Suggestion: Non-Appbuilding Community Edition

Dan Brown daniel at digitalfauna.io
Sun Sep 5 07:01:26 EDT 2021


There will always be a subset of people that will circumvent paying for
software. I'm not convinced an endless battle trying to prevent misuse is
worth the cost of hampering the onboarding experience for new customers.
Unless you've cornered the market you really can't afford to be user
hostile.

Personally would keep it simple and have 3 licenses with no platform
restrictions

- Evaluation license (free)
Nag screen with 5-10 second timeout in IDE and standalones (show periodic
nag screens if the gui is hidden etc)

- Discounted license ( $80 ish, 1 full version cycle)
For non commercial use

- Commercial license (1 full version cycle)
For commercial use


I'd also get rid of any existing lifetime and lock in licenses (sorry, time
to clean house)

And I wouldn't advertise or offer any special behind the scenes deals with
support (sorry, that will just antagonise the paying user base)

= = = = =

# [Direction 1]
Reproduce the records word for word, starting at the line that contains "target | white window frame" and ending with the last line of the records. Include both of those lines.

= = = = =

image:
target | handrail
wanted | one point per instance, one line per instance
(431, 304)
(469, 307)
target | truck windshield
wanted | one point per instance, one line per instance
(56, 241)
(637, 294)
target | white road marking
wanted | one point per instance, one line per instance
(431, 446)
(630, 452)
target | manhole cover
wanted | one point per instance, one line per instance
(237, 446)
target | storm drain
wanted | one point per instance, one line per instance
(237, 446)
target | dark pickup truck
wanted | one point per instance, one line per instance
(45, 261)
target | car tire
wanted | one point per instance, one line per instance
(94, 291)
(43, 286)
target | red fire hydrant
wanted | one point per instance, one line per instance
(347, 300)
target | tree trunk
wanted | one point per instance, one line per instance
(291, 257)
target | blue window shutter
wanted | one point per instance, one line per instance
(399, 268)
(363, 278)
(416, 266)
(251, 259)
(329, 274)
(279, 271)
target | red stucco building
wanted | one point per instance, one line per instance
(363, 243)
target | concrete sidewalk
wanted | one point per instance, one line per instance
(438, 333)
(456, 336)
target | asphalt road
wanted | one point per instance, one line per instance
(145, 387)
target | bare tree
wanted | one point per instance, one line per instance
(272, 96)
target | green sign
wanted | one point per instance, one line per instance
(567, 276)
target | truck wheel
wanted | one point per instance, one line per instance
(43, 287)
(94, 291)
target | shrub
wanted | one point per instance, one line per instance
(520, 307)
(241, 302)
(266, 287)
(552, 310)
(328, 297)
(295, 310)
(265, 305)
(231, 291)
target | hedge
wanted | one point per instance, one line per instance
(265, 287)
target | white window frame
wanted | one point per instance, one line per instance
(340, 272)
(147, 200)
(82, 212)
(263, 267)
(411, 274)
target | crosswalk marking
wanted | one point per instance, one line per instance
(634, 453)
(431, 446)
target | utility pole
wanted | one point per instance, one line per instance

= = = = =

# [Direction 2]
Answer these questions about the licensing suggestion:
(a) What rough price does the post give for the discounted license?
(b) How long is the nag screen timeout for the evaluation license?
(c) Which existing licenses would the writer get rid of?

# [Output 1]
target | white window frame
wanted | one point per instance, one line per instance
(340, 272)
(147, 200)
(82, 212)
(263, 267)
(411, 274)
target | crosswalk marking
wanted | one point per instance, one line per instance
(634, 453)
(431, 446)
target | utility pole
wanted | one point per instance, one line per instance

# [Output 2]
(a) About $80, covering one full version cycle.
(b) 5 to 10 seconds.
(c) Any existing lifetime and lock-in licenses.